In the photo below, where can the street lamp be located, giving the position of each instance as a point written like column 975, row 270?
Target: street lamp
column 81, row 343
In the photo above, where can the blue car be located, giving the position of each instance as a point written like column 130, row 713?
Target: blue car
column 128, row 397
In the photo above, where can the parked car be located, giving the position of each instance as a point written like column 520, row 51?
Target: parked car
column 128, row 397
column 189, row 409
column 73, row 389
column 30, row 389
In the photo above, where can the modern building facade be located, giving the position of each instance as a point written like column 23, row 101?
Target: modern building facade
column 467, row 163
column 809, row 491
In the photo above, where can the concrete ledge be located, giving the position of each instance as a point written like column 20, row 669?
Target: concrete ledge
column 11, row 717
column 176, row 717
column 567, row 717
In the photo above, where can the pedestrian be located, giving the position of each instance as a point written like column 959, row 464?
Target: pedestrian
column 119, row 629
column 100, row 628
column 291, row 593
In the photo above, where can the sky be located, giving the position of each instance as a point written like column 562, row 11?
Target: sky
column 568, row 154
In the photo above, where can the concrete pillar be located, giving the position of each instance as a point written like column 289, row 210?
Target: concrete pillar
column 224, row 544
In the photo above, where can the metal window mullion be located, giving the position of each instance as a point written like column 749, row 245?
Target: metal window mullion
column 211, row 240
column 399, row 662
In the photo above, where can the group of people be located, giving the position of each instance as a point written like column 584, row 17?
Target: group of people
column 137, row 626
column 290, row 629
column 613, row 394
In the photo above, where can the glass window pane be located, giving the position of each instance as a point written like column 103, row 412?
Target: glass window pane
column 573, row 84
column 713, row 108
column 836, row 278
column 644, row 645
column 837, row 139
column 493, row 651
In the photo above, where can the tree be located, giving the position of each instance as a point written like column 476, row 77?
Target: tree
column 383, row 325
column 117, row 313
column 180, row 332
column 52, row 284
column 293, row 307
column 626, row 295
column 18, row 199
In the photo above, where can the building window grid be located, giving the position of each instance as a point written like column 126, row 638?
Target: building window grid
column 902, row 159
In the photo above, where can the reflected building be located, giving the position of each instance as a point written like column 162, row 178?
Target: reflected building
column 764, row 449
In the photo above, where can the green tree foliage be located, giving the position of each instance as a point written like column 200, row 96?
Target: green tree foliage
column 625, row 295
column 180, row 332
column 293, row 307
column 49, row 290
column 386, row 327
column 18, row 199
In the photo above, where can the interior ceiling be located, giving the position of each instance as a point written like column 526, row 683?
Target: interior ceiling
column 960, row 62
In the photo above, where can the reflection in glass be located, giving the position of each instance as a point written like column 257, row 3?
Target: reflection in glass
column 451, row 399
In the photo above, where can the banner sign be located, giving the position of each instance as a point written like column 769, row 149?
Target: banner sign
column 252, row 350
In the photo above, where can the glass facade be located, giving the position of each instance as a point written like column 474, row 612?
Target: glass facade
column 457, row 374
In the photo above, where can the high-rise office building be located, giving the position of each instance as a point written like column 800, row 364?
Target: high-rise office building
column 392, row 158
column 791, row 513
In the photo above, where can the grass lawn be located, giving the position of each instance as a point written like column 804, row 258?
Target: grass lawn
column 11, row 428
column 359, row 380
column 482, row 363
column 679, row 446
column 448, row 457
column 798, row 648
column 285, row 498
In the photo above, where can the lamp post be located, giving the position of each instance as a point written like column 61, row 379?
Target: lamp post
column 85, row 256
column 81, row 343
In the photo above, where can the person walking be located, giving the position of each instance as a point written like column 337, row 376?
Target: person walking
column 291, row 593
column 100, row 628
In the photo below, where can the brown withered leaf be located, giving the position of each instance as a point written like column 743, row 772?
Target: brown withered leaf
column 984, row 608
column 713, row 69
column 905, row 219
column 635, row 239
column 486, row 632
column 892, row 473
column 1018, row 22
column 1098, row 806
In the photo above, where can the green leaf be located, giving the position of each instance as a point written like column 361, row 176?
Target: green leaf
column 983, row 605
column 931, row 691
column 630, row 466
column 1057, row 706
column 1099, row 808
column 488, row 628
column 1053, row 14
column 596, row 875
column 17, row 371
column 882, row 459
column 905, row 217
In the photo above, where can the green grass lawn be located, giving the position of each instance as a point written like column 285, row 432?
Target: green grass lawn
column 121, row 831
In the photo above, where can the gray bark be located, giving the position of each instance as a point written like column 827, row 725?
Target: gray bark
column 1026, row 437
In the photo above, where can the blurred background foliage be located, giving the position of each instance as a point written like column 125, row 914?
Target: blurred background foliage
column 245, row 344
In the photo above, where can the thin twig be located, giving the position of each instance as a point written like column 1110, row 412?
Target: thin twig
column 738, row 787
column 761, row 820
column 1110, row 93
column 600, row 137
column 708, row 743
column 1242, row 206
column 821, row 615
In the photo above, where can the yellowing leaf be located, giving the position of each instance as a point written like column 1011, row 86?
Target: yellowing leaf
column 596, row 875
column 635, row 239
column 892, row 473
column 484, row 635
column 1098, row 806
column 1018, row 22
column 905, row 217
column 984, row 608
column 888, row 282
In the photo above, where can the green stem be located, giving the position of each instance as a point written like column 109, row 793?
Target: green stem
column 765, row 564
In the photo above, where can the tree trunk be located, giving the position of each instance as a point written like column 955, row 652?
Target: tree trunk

> _EXERCISE GOAL_: Rewrite the rows from the first one through the line that contains "column 567, row 717", replacing "street lamp" with "lamppost" and changing nothing else.

> _EXERCISE RESPONSE_:
In the photo below, where can the lamppost be located, giving the position of each instance as a point written like column 975, row 270?
Target: lamppost
column 81, row 343
In the photo above, where can the blue car be located, giving the position of each instance as a point written like column 130, row 713?
Target: blue car
column 128, row 397
In the photo above, where can the parked car be located, giving the position of each instance as a point written like column 520, row 51?
Target: parked car
column 128, row 397
column 189, row 409
column 73, row 389
column 30, row 389
In the photo above, where can the modern building facade be located, giving the position of each instance as a point written like column 23, row 101?
Target: modern building facade
column 467, row 163
column 809, row 491
In the photo above, where can the concrete ledge be located, giving the position of each instance as a point written like column 20, row 669?
Target: concrete ledge
column 11, row 717
column 176, row 717
column 567, row 717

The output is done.